Task data:

-- start --

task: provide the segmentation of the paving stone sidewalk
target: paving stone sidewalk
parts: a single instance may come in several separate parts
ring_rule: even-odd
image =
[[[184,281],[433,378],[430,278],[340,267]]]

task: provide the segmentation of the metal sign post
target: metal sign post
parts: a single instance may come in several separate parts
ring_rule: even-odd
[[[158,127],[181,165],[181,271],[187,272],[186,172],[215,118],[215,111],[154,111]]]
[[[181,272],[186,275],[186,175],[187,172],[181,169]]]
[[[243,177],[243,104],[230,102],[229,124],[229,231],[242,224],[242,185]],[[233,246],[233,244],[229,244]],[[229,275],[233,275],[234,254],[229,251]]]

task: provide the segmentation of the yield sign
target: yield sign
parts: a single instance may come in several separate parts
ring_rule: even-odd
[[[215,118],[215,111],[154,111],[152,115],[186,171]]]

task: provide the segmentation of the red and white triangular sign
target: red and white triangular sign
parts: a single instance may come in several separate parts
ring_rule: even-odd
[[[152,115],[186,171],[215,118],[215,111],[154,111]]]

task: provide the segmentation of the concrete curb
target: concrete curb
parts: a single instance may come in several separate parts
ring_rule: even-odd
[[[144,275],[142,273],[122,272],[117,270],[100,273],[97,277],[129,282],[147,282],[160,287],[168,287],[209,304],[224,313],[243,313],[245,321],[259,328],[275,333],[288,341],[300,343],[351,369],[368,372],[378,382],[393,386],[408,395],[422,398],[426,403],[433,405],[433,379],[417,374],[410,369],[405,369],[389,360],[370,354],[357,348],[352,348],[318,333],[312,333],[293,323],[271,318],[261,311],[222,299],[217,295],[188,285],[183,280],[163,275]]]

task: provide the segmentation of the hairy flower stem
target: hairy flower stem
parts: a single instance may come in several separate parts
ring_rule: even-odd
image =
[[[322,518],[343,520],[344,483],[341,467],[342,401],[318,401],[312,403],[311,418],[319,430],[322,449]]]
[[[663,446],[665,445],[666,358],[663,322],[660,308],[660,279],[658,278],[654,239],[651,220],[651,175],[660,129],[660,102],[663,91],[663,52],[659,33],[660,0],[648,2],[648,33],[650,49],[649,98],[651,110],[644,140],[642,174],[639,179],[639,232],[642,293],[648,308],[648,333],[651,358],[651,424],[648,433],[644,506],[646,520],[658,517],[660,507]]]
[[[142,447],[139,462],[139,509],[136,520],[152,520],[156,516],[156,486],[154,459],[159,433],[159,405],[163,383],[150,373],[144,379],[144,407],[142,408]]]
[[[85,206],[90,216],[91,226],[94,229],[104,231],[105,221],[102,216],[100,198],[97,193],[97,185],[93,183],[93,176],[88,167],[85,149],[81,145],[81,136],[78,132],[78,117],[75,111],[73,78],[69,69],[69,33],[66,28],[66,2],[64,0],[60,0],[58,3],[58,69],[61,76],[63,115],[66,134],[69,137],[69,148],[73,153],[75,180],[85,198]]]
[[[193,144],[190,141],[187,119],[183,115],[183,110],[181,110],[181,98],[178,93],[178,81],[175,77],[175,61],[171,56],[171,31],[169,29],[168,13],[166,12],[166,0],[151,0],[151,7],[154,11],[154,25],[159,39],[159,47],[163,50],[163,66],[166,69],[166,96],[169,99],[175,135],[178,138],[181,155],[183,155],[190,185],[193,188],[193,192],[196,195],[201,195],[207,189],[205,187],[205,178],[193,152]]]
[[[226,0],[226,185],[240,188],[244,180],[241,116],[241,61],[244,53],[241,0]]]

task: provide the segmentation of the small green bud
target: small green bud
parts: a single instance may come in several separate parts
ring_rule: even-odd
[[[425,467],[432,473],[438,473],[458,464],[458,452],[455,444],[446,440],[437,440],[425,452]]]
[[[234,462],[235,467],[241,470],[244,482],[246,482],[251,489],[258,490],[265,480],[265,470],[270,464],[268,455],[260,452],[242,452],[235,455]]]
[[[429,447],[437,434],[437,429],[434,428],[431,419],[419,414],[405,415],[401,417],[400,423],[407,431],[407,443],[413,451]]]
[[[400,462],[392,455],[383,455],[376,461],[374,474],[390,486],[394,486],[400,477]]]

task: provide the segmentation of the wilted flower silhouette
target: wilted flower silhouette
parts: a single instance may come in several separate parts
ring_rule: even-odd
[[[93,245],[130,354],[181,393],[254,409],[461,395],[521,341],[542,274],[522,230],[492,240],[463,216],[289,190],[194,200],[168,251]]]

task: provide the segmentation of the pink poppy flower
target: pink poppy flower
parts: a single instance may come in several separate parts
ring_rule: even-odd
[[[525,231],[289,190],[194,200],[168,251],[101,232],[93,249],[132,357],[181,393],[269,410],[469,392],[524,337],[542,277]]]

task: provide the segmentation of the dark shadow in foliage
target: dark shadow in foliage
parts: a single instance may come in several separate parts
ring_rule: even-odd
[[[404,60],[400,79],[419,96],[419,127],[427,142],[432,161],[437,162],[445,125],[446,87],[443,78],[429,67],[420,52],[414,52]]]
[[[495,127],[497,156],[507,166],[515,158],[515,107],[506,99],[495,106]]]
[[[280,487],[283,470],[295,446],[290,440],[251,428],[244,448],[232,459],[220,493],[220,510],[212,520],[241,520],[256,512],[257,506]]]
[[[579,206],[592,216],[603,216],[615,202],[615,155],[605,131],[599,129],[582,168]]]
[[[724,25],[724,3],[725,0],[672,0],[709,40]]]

-- end --

Write out again every line from the one holding "task: provide the segmentation of the dark" through the last line above, inclusive, and shift the outlines by adding 8 to each coordinate. Leave the other lines as they are.

task: provide the segmentation of the dark shadow in foliage
target: dark shadow in foliage
parts: a single instance may come in several separate parts
ring_rule: even-odd
[[[412,68],[408,87],[427,104],[427,135],[435,150],[440,169],[445,170],[453,133],[454,95],[451,86],[437,75],[428,60],[422,60]]]
[[[503,135],[505,164],[515,174],[523,166],[523,115],[514,107],[503,114]]]
[[[288,495],[291,478],[303,454],[298,448],[259,436],[252,456],[240,467],[228,501],[228,518],[220,528],[249,528],[264,520],[265,514]]]
[[[587,214],[600,224],[611,224],[623,210],[623,163],[613,139],[607,137],[590,176]]]
[[[732,33],[732,11],[733,8],[680,8],[717,48]]]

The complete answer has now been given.